*** Opening PROVIDED PASSAGE ***

In at least one embodiment of the present disclosure, a method for identifying a target microorganism and/or a resistance gene in a biological sample is also provided. In some embodiments, the method of the present disclosure comprises providing the biological sample from a subject infected or suspected of being infected by the pathogen, adding a non-ionic surfactant to the biological sample, contacting the biological sample with a solid phase adsorbent to bind a non-target nucleic acid originating from the subject, removing the solid phase adsorbent, thereby enriching a nucleic acid of the pathogen in the biological sample, and sequencing the enriched nucleic acid of the pathogen by a sequencing assay.

In at least one embodiment of the present disclosure, the biological sample is selected from the group consisting of blood, serum, plasma, urine, sputum, saliva, cerebrospinal fluid, interstitial fluid, mucous, sweat, stool extract, fecal matter, synovial fluid, tears, semen, peritoneal fluid, nipple aspirates, milk, vaginal fluid, and any combination thereof.

*** Closing PROVIDED PASSAGE ***
*** Opening THE DATA ***

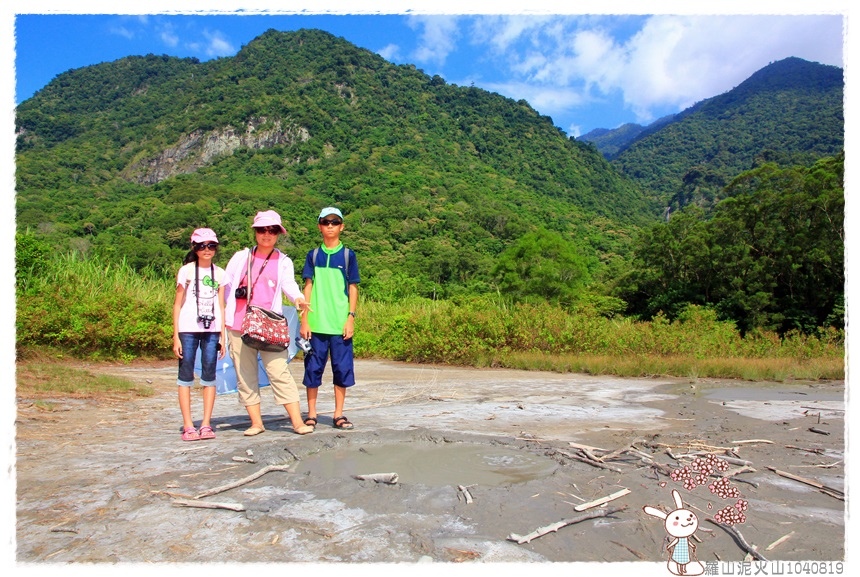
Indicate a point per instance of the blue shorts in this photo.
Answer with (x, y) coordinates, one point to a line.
(340, 350)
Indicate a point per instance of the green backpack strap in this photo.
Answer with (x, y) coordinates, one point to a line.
(346, 252)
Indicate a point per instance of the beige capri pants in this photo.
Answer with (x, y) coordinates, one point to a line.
(245, 361)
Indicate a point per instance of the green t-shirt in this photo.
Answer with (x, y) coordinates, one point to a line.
(329, 301)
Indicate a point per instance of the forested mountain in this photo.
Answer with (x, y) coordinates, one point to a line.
(789, 112)
(124, 159)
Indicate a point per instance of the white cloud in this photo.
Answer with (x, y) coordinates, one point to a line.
(217, 44)
(437, 39)
(558, 63)
(389, 52)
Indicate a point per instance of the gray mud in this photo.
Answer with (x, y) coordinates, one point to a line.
(98, 482)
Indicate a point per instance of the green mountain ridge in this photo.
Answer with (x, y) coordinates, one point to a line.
(436, 179)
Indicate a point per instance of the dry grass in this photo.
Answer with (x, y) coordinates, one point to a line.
(42, 377)
(768, 369)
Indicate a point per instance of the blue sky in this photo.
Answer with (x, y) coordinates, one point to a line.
(585, 71)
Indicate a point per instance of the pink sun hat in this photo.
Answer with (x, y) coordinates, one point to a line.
(269, 218)
(204, 235)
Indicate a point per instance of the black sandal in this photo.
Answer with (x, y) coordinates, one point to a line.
(341, 422)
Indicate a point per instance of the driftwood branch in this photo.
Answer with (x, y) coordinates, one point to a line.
(466, 494)
(390, 478)
(241, 482)
(739, 539)
(209, 505)
(541, 531)
(602, 500)
(820, 486)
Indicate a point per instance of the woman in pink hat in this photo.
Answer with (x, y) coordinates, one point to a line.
(198, 322)
(272, 275)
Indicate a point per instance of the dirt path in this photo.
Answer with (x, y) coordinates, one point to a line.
(97, 482)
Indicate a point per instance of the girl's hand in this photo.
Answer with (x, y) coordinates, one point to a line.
(302, 306)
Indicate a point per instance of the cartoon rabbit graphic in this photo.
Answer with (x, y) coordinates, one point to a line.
(680, 525)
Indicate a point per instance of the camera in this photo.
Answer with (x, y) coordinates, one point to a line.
(304, 344)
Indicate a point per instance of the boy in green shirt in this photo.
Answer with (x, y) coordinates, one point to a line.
(331, 289)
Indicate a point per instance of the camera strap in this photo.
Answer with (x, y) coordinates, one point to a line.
(197, 283)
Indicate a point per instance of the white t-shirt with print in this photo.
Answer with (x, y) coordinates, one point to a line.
(201, 299)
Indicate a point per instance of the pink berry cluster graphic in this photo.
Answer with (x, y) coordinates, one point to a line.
(732, 515)
(698, 473)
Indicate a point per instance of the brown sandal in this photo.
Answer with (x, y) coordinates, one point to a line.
(341, 422)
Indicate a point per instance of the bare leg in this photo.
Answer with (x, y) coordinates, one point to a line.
(208, 405)
(255, 416)
(295, 414)
(312, 400)
(339, 398)
(185, 406)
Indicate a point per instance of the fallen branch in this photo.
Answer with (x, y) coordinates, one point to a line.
(466, 494)
(823, 488)
(602, 500)
(209, 505)
(739, 539)
(779, 541)
(241, 482)
(541, 531)
(390, 478)
(591, 462)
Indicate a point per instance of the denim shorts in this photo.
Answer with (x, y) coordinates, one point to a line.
(208, 345)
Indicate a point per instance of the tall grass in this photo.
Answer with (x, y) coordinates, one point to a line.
(93, 309)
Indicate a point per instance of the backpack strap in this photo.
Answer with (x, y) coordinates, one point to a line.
(346, 252)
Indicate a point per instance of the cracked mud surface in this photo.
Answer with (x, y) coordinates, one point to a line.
(97, 482)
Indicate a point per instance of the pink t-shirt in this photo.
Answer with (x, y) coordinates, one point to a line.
(263, 293)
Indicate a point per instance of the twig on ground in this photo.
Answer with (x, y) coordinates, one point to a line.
(541, 531)
(390, 478)
(602, 500)
(241, 482)
(466, 494)
(779, 541)
(820, 486)
(209, 505)
(739, 539)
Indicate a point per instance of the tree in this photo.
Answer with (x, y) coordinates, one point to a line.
(542, 265)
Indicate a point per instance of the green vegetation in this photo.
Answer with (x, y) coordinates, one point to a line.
(770, 255)
(485, 235)
(118, 313)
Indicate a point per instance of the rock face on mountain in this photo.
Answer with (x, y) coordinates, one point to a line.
(200, 148)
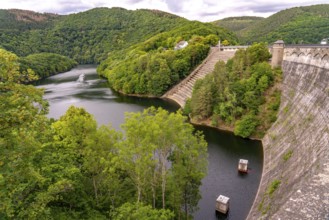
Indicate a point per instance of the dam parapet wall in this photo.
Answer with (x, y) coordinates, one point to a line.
(295, 179)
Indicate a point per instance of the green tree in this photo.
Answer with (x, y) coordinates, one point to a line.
(130, 211)
(163, 156)
(246, 126)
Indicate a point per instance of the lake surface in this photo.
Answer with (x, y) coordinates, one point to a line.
(224, 148)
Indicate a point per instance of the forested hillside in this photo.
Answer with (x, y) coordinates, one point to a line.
(39, 65)
(237, 24)
(87, 37)
(153, 66)
(240, 95)
(73, 169)
(300, 25)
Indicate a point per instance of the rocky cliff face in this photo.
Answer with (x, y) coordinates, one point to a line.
(295, 181)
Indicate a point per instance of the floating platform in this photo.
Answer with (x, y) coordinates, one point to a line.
(243, 166)
(222, 204)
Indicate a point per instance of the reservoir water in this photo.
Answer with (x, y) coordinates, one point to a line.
(224, 148)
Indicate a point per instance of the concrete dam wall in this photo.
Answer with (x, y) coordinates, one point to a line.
(295, 181)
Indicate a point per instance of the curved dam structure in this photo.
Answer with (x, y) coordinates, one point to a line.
(295, 179)
(183, 90)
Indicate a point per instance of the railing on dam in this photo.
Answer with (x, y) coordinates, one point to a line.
(306, 46)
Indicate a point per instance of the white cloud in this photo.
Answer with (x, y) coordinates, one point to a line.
(203, 10)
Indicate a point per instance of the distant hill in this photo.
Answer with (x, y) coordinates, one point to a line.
(237, 23)
(306, 25)
(15, 19)
(88, 36)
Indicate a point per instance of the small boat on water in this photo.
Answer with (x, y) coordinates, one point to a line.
(81, 78)
(243, 166)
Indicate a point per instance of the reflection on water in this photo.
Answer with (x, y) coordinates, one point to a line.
(224, 148)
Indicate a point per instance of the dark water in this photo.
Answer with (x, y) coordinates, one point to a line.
(224, 149)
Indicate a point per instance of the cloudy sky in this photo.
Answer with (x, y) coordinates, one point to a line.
(203, 10)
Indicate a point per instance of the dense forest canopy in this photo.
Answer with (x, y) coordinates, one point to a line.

*** Closing THE DATA ***

__WORK ORDER__.
Decide whether each statement agrees with the passage on enriching pathogen nucleic acid. Answer yes or no for each and quote the passage's deciding words.
1. The method includes adding a non-ionic surfactant to the biological sample.
2. The solid phase adsorbent binds the pathogen's nucleic acid.
3. Cerebrospinal fluid is one of the listed biological samples.
Use only the passage on enriching pathogen nucleic acid for what comes next.

__REPLY__.
1. Yes: "adding a non-ionic surfactant to the biological sample"
2. No: "contacting the biological sample with a solid phase adsorbent to bind a non-target nucleic acid originating from the subject"
3. Yes: "sputum, saliva, cerebrospinal fluid, interstitial fluid"